◆ **EXERCISE**: Repeat the entries below exactly. Drop the pictures.

◆ **INPUT DATA**:
*****
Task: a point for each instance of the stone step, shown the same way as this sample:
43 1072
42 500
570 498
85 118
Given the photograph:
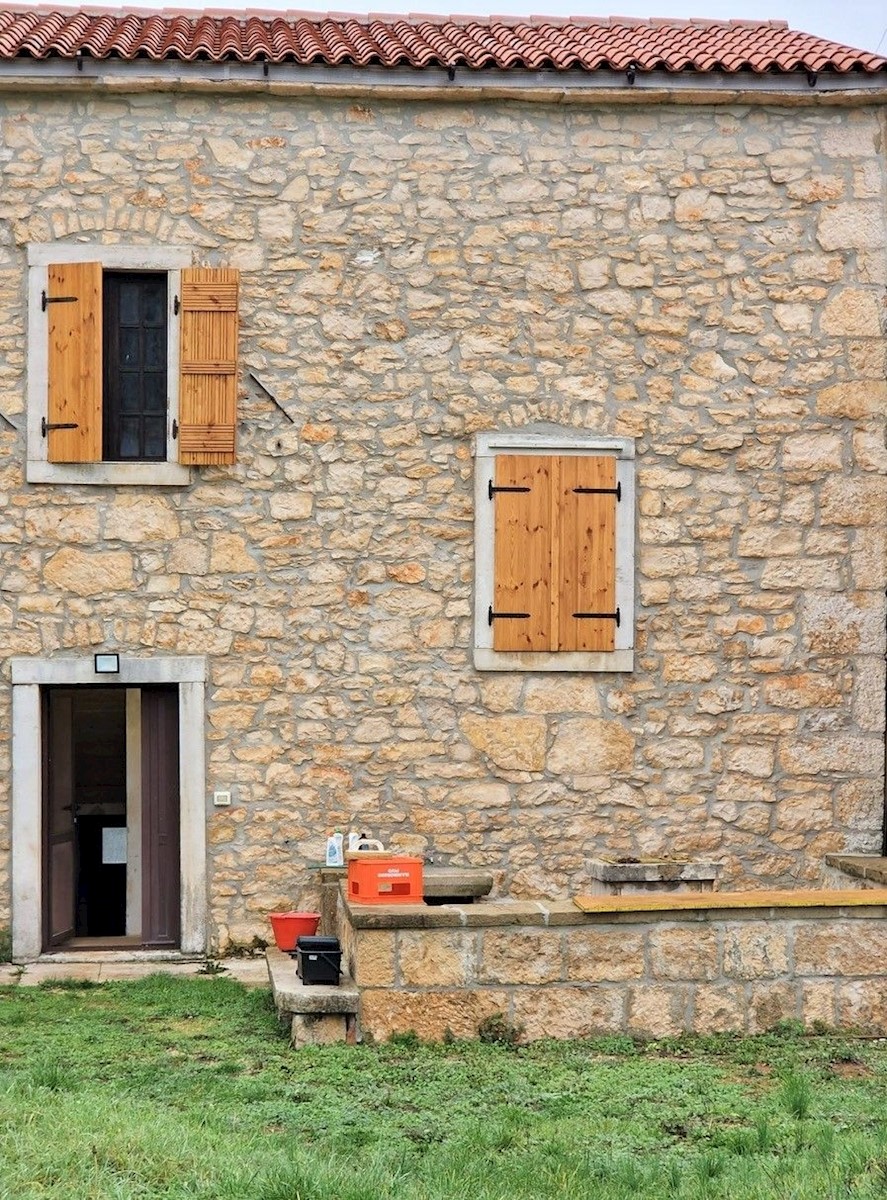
*****
◆ **SOLUTION**:
Task: a point for each instance of the stone step, shown the same way as this sample:
43 1072
42 500
570 498
85 118
Given the photograph:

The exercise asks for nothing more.